*Problem 1*:
Using the review of The Lesser Chaos, say whether each statement agrees with it. Answer yes or no and quote the words from the review that decide it.
(a) The Lesser Chaos contains 37 paintings and sculptures.
(b) Halee Roth made "Leaves On The Water" with oil paint and silver leaf.
(c) The statue of George Washington stands in the Library of Congress.
*Problem 2*:
Rewrite the stretch of the review of The Lesser Chaos from "A couple of" through "a visual drama.", substituting "chlorine" for "bleach".
*Problem 3*:
Answer these questions from the review of The Lesser Chaos.
(a) What were Lincoln's reading glasses repaired with?
(b) Which artist explores air quality in Games We Play?
(c) How many works are on view at SLCC in all?

In a vitrine in the lobby of the Library of Congress lie the objects that were in Abraham Lincoln’s pockets when he was shot, one of which is a pair of reading glasses repaired with string. Contemplating these real objects is about as close as one can come today to the physical reality of the 16th U.S. president. Over in the Smithsonian, there’s a half-nude statue of George Washington, done in the Greco-Roman style, that is ten-feet tall. While its 12 tons of marble are real, the portrait is an abstraction. The title of the current exhibition in Salt Lake Community College’s State Street gallery, The Lesser Chaos: Choosing Abstraction Over Reality, refers not to the actual distinction between two modes of being—a matter that still flummoxes philosophers and linguists—but to a long-accepted division in art between two styles of representation. It’s a difference that has fallen out of favor along the leading edge of art, leaving a vague distinction that the 37 paintings and sculptures in The Lesser Chaos—abetted by 17 more across the foyer in a companion exhibit, Games We Play—illustrate through a number of revealing examples.
A couple of paintings in Lesser Chaos demonstrate the basics of abstraction. Cara Jean Hall’s “Powder Day Pine” emerges from a realistic view of nature, from which individual details were removed even as an implied design was revealed. In addition, elements of the artwork’s medium, like brush strokes, textures and stenciling, have been given emphasis equal to the organic design DNA gives the trees. The result has clearly been drawn from visible nature, with the trees’ geometry extended into the sky just as light reaches down into the forest. In “Leaves On The Water,” Halee Roth abstracts the feeling more than the look of nature, which she achieves by using dye-based inks and bleach to produce aqueous effects that she punctuates with gold leaf. In places bleach literally draws color out of the ink, while overall the power of water to reflect or transmit light orchestrates a visual drama.
Susan Riedley has identified air quality as a major concern, a theme she explores in Games We Play. She supports this argument through her mysterious and provocative figures, which are painted alongside an encyclopedic array of skies and cloud forms. Both are painted realistically and are often shown interacting in ways that reveal the impact of humanity on the very air we breathe. They may well be the most realistic representations among the 54 works at SLCC, but they also make an abstract statement about the aerial environment we inhabit.

*Information given*:
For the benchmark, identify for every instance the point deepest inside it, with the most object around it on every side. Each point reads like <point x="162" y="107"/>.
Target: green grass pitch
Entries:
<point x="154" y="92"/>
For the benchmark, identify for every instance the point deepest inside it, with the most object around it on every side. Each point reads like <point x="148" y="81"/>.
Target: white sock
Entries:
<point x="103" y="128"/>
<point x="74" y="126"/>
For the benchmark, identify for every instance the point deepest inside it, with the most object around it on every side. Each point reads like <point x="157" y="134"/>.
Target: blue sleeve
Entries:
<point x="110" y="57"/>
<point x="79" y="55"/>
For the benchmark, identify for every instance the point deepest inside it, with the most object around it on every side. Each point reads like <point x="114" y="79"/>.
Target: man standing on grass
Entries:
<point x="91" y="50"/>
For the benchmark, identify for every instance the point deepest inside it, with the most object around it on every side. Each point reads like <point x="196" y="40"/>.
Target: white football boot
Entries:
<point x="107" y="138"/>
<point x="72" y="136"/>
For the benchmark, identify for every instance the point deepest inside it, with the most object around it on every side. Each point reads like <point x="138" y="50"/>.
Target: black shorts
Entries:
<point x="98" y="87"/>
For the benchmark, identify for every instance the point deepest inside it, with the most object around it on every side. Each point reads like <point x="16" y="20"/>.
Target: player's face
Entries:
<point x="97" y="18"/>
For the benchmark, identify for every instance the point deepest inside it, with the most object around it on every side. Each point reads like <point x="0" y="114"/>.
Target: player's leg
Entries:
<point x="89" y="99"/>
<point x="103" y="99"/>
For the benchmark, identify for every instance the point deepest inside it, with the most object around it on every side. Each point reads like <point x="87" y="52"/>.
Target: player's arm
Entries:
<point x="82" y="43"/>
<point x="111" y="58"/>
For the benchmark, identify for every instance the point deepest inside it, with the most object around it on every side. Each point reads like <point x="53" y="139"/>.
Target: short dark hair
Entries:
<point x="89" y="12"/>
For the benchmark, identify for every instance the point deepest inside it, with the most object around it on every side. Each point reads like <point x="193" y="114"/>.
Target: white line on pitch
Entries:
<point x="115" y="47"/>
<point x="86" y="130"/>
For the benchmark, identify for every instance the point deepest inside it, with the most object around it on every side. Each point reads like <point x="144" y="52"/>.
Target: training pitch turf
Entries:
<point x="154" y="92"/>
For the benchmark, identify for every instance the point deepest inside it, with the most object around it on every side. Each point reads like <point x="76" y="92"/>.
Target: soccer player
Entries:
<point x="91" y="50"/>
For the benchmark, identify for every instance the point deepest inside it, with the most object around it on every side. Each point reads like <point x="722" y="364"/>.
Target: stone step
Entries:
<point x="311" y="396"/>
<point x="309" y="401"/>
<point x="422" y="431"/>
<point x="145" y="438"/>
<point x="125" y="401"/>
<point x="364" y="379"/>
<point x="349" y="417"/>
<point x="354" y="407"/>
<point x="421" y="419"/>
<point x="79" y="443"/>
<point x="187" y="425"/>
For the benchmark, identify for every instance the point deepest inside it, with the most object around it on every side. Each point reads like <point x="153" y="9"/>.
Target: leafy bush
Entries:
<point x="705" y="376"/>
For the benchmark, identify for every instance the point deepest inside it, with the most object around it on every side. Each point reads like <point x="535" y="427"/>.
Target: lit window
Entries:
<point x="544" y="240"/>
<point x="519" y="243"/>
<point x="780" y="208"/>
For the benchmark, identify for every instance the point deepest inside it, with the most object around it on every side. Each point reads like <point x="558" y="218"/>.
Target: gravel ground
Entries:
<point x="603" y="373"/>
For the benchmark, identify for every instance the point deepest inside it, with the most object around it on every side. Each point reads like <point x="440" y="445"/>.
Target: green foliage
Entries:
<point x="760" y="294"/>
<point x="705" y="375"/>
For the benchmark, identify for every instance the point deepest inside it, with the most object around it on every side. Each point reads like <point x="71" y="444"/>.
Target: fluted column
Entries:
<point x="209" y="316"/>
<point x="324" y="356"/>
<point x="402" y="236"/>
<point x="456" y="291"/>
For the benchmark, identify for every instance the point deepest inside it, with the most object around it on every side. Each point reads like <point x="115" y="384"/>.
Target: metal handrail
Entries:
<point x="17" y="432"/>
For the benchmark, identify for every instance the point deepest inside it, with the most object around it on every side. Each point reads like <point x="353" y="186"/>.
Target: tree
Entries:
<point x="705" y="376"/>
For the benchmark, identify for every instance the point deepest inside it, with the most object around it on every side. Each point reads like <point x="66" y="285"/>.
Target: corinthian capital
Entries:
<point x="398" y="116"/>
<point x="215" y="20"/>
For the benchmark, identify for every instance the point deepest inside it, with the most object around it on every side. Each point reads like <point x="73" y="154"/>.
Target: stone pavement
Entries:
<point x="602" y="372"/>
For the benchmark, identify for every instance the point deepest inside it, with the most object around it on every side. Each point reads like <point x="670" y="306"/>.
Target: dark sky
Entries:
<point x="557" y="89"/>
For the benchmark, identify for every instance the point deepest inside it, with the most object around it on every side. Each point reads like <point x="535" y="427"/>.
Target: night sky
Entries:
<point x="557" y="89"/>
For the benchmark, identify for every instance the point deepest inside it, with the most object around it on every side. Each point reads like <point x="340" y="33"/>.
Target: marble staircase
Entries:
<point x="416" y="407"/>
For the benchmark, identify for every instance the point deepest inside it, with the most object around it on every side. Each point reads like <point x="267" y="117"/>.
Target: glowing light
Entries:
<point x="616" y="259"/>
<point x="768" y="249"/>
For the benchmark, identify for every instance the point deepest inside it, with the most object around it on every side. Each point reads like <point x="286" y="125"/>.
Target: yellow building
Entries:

*Solution 1*:
(a) Yes: "the 37 paintings and sculptures in The Lesser Chaos"
(b) No: "using dye-based inks and bleach to produce aqueous effects that she punctuates with gold leaf"
(c) No: "Over in the Smithsonian, there’s a half-nude statue of George Washington"

*Solution 2*:
A couple of paintings in Lesser Chaos demonstrate the basics of abstraction. Cara Jean Hall’s “Powder Day Pine” emerges from a realistic view of nature, from which individual details were removed even as an implied design was revealed. In addition, elements of the artwork’s medium, like brush strokes, textures and stenciling, have been given emphasis equal to the organic design DNA gives the trees. The result has clearly been drawn from visible nature, with the trees’ geometry extended into the sky just as light reaches down into the forest. In “Leaves On The Water,” Halee Roth abstracts the feeling more than the look of nature, which she achieves by using dye-based inks and chlorine to produce aqueous effects that she punctuates with gold leaf. In places chlorine literally draws color out of the ink, while overall the power of water to reflect or transmit light orchestrates a visual drama.

*Solution 3*:
(a) String
(b) Susan Riedley
(c) 54